▸ **The problem**
Copy the items from the line containing "Please mark the woman in" through the end of the items, both ends included, substituting "iron railing" for every "metal railing" and leaving all else unchanged.

(Point annotation items)

• • • •

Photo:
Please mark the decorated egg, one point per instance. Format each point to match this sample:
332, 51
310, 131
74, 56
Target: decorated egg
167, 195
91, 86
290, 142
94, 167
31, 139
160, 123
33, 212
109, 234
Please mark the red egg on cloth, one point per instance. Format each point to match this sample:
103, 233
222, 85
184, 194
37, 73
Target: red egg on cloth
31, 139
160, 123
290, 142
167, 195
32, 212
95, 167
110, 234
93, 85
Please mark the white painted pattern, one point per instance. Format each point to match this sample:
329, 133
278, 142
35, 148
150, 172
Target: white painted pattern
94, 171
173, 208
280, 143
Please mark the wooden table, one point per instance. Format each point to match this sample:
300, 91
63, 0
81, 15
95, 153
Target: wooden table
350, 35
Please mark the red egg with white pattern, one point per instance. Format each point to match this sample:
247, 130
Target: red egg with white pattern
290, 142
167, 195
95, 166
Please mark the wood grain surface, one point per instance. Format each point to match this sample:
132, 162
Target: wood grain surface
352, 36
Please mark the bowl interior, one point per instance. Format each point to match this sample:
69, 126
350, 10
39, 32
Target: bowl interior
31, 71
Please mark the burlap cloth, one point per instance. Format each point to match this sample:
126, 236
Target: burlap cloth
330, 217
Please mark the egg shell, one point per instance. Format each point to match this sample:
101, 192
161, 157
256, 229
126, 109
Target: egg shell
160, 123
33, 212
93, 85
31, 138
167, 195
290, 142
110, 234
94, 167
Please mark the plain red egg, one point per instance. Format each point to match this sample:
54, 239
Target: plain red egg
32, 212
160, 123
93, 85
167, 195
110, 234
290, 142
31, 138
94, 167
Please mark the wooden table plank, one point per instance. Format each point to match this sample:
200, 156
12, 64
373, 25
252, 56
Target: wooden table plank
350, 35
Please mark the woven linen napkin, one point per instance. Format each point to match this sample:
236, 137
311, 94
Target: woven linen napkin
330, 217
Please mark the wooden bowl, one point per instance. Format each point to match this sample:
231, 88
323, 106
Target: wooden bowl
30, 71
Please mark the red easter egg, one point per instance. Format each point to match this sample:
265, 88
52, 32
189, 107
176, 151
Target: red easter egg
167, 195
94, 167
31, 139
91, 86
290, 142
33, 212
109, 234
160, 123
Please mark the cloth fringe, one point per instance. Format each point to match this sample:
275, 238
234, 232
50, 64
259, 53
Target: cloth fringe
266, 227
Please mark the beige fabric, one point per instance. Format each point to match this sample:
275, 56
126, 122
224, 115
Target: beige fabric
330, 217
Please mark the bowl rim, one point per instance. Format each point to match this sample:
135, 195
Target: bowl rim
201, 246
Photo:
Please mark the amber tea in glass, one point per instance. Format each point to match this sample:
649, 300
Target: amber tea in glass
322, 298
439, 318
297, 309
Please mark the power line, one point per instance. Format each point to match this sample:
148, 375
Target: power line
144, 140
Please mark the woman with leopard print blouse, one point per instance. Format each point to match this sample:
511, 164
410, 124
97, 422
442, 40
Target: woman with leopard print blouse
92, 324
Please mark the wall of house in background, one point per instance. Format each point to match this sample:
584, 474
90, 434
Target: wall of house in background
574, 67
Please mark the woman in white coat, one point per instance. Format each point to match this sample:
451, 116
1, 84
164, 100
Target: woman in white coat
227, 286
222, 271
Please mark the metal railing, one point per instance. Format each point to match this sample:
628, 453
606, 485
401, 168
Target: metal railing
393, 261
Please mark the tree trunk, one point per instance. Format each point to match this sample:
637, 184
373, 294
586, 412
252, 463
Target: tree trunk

• • • •

▸ **Solution below**
Please mark the woman in white coat, one point per instance. Format each point to match this sample:
451, 116
1, 84
164, 100
Target: woman in white coat
227, 286
222, 271
Please mark the iron railing, one point per instance. Format each point to match this sample:
628, 453
606, 485
401, 168
Target: iron railing
393, 261
Please mark the tree trunk, one point per instance. Format each point to match this sample:
637, 184
373, 294
586, 412
252, 463
Target: tree trunk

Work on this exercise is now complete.